___ TASK MATERIAL ___

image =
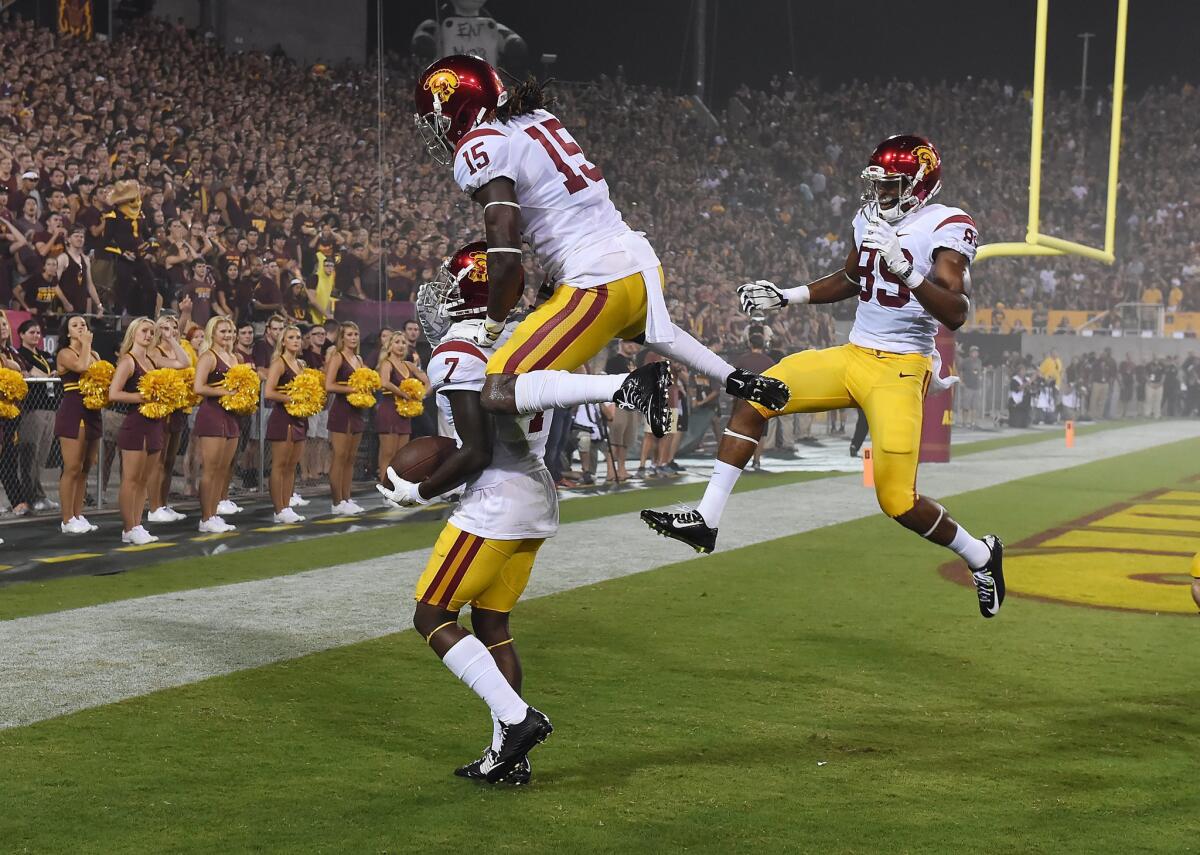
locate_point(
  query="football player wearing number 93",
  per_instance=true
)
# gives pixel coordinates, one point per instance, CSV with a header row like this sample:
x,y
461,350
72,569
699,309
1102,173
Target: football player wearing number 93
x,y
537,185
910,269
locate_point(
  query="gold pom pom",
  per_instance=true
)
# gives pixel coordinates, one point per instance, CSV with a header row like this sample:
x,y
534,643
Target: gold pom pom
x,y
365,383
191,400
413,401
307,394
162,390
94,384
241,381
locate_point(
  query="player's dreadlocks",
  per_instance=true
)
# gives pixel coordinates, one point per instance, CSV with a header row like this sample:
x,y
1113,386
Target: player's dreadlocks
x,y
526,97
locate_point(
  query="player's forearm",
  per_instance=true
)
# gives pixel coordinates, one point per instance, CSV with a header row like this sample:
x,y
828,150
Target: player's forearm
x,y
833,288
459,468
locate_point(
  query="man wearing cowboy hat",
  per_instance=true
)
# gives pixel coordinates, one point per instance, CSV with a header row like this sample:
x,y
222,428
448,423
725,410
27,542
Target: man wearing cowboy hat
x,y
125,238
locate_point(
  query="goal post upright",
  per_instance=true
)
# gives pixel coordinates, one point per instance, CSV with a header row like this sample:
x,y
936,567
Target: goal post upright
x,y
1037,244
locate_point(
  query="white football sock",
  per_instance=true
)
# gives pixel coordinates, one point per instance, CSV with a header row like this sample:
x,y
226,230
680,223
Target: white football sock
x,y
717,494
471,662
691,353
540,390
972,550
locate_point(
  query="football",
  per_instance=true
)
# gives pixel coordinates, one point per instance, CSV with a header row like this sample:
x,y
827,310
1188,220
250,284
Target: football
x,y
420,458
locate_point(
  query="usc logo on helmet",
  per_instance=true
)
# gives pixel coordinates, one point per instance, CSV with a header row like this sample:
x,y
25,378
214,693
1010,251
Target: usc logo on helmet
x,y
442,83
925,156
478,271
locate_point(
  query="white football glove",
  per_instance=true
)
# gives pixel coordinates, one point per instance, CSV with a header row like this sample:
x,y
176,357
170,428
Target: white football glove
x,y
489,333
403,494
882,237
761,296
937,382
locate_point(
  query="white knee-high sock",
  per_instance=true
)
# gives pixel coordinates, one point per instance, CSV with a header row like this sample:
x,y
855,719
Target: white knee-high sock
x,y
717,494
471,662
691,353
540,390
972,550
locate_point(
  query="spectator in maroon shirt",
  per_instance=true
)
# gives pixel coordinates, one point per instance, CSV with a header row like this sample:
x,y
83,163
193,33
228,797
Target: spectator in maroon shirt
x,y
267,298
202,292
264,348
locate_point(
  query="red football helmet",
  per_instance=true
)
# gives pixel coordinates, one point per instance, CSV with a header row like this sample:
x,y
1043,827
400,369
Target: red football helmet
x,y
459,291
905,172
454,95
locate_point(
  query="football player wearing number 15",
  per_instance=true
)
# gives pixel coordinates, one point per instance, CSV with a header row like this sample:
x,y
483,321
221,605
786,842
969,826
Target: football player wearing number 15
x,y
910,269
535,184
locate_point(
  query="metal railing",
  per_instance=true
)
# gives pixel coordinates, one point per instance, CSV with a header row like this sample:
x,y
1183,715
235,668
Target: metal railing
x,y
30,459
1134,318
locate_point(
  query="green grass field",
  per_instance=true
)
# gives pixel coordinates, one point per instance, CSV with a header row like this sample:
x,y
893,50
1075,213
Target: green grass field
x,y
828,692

___
___ TASK MATERIAL ___

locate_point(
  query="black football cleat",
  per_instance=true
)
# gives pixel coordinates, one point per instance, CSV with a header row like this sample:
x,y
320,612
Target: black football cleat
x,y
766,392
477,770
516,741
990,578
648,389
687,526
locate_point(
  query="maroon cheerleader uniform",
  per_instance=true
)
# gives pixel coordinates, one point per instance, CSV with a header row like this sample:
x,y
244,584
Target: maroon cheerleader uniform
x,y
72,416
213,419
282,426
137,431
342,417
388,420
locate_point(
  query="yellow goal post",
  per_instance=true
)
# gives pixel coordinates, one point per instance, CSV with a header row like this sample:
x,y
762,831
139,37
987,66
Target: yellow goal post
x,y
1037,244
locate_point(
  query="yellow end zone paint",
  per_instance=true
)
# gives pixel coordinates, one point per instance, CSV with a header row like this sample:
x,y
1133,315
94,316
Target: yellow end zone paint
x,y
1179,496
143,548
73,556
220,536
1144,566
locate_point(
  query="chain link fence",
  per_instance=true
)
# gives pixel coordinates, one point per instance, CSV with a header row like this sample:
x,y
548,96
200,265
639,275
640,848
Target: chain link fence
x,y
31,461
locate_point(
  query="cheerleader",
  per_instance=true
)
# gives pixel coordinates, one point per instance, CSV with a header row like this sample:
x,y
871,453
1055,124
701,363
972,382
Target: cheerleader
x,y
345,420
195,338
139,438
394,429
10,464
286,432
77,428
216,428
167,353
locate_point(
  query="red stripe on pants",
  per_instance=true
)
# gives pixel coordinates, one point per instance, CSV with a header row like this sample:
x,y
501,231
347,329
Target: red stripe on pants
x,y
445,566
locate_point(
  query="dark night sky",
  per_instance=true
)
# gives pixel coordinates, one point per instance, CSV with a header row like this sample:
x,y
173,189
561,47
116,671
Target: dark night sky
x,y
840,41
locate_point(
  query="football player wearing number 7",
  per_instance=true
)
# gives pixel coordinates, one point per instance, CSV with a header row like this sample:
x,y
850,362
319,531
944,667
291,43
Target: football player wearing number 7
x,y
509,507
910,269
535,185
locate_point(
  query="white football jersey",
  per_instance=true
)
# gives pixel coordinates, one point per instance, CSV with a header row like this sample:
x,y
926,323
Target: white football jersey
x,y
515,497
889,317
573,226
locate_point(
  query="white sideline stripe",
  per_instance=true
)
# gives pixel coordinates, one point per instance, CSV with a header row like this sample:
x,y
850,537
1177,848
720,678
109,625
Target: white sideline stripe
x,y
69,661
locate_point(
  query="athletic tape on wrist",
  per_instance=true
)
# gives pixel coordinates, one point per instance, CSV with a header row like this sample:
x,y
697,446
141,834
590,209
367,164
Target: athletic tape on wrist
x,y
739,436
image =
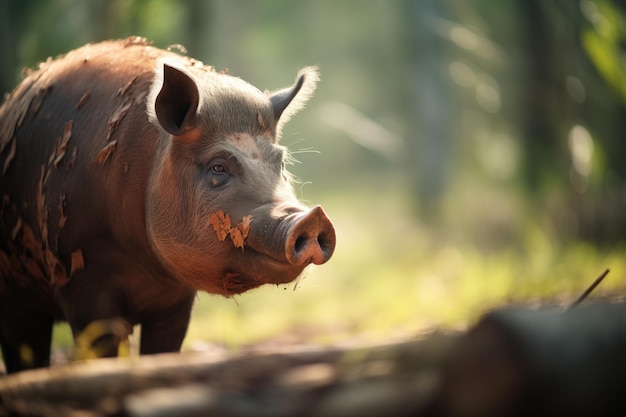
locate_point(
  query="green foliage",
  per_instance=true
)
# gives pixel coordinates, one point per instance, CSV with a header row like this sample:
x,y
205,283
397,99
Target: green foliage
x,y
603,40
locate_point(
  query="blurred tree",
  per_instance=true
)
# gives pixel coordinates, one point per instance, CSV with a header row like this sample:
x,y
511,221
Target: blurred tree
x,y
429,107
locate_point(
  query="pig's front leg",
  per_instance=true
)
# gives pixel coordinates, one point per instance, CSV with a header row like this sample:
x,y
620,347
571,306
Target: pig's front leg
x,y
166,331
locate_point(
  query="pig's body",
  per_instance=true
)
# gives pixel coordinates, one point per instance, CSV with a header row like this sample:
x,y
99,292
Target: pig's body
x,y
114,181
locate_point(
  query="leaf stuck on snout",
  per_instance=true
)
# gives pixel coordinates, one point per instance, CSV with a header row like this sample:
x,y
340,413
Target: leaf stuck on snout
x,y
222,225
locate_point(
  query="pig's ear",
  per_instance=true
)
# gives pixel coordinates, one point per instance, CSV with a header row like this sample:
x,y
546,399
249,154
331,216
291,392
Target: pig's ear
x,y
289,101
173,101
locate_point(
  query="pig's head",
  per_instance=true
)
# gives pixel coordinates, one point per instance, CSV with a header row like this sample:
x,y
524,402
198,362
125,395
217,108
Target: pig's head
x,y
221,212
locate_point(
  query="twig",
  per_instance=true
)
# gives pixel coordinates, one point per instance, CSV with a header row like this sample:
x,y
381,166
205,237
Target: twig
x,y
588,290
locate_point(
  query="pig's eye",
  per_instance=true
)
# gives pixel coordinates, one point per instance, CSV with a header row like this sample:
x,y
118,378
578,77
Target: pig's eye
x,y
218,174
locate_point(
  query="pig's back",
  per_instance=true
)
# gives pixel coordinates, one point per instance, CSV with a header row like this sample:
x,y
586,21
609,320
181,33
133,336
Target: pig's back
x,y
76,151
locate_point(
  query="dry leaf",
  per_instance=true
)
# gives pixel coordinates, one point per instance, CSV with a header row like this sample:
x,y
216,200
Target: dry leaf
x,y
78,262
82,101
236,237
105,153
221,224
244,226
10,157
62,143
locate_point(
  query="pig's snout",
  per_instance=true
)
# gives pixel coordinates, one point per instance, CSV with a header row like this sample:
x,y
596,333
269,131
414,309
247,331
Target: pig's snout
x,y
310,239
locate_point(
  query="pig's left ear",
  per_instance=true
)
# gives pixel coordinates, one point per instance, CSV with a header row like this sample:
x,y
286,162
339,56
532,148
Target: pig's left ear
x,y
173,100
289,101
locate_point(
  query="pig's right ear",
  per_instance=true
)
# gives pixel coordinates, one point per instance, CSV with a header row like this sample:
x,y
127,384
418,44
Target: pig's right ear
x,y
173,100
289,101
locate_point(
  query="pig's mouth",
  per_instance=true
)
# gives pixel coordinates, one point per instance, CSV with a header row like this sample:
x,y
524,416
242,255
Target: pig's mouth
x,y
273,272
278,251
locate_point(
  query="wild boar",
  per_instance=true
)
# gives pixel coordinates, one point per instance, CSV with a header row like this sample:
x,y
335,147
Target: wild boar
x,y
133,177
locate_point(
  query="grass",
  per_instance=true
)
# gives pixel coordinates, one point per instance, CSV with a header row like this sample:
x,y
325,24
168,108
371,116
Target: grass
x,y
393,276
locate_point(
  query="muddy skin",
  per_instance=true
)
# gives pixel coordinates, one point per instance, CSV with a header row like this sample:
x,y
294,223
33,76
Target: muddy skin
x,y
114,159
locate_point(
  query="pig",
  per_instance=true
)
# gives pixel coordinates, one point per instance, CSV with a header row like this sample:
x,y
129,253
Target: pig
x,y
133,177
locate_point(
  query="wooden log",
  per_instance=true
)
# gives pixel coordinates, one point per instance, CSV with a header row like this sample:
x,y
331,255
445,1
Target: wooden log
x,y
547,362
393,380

___

→ REQUIRED TASK: Which lines of the data above contain the string "knee"? List each of those lines in full.

→ TASK ANSWER:
  query="white knee-high sock",
Target: white knee-high sock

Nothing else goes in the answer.